# PASSAGE TO READ
Training:   0%|          | 0/30 [00:00<?, ?it/s]

### Reconstruction Accuracy

The **reconstruction accuracy** for each sample is computed as:

$$
\text{Accuracy}_i = \left(1 - \frac{\lVert x_i - \hat{x}_i \rVert_2^2}{\lVert x_i \rVert_2^2 + \varepsilon} \right) \times 100\%
$$

where:
- $x_i$ is the input for sample $i$ (of shape `[batch_size, 2, num_freq, time_frames]`),
- $\hat{x}_i$ is the reconstructed output from the model,
- $\lVert \cdot \rVert_2^2$ denotes the squared L2 norm (i.e., the sum of squared elements),
- $\varepsilon$ is a small constant to avoid division by zero.

This gives a value between 0% and 100% for each sample.

---

### Total Accuracy

To compute the **overall accuracy** across all samples in the dataset (or batch-wise using a DataLoader), we take the average of all per-sample accuracies:

$$
\text{Total Accuracy} = \frac{1}{N} \sum_{i=1}^{N} \text{Accuracy}_i
$$

where $N$ is the total number of samples evaluated.

This metric tells us how well the model reconstructs the inputs **on average** over the dataset.

In [3]:
def reconstruction_accuracy(x, x_hat):
    # Compute per-sample accuracy tensor of shape [B]
    numerator = torch.sum((x - x_hat) ** 2, dim=(1, 2, 3))
    denominator = torch.sum(x ** 2, dim=(1, 2, 3)) + 1e-8
    accuracy = 1 - numerator / denominator
    return torch.clamp(accuracy, min=0.0, max=1.0)


model.eval()
total_acc_sum = 0.0
total_samples = 0

with torch.no_grad():
    for (waveform, _, _, _) in test_loader:
        raw_waveform = waveform.to(device)  # shape: [B, 1, T]

        stft_spec = stft_transform(raw_waveform)
        magnitude, phase = compute_magnitude_and_phase(stft_spec)
        input = torch.cat([magnitude, phase], dim=1)

        output, _, _ = model(input)

        batch_acc = reconstruction_accuracy(input, output) 
        total_acc_sum += batch_acc.sum().item()
        total_samples += waveform.size(0)

test_accuracy = round((total_acc_sum / total_samples) * 100, 2)
print(f"Testing accuracy: {test_accuracy}%")

Testing accuracy: 49.16%


## Sampling from the VAE

This section demonstrates two types of sampling using the trained Variational Autoencoder (VAE):

---

### Posterior Sampling

We sample from the **posterior distribution** by encoding real data samples through the encoder, and then decoding the resulting latent representations.

# CHALLENGE 1
Write out the reconstruction-accuracy passage, everything from "where $N$ is" down to "x_hat) ** 2, dim=(1, 2, 3))".

(Stored data records)
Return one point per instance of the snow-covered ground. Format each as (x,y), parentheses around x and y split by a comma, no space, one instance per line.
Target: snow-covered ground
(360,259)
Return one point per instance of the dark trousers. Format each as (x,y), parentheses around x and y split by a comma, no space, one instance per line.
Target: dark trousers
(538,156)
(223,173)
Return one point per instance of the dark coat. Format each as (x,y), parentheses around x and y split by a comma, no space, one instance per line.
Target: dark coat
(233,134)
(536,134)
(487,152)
...
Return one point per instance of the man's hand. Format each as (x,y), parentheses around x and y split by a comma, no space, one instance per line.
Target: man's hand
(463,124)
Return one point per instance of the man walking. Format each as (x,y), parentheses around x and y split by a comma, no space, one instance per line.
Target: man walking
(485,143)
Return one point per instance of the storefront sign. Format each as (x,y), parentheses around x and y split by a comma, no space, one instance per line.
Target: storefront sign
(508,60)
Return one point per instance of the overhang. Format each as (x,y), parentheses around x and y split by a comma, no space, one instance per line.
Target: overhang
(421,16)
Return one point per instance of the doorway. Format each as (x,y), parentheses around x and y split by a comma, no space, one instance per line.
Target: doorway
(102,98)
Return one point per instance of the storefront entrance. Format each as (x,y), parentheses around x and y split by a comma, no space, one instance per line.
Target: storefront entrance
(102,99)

# CHALLENGE 2
Locate every line of the listing that contains the string "Target", and copy each one. Case counts.

# COMPLETE ANSWER 1
where $N$ is the total number of samples evaluated.

This metric tells us how well the model reconstructs the inputs **on average** over the dataset.

In [3]:
def reconstruction_accuracy(x, x_hat):
    # Compute per-sample accuracy tensor of shape [B]
    numerator = torch.sum((x - x_hat) ** 2, dim=(1, 2, 3))

# COMPLETE ANSWER 2
Target: snow-covered ground
Target: dark trousers
Target: dark coat
Target: man's hand
Target: man walking
Target: storefront sign
Target: overhang
Target: doorway
Target: storefront entrance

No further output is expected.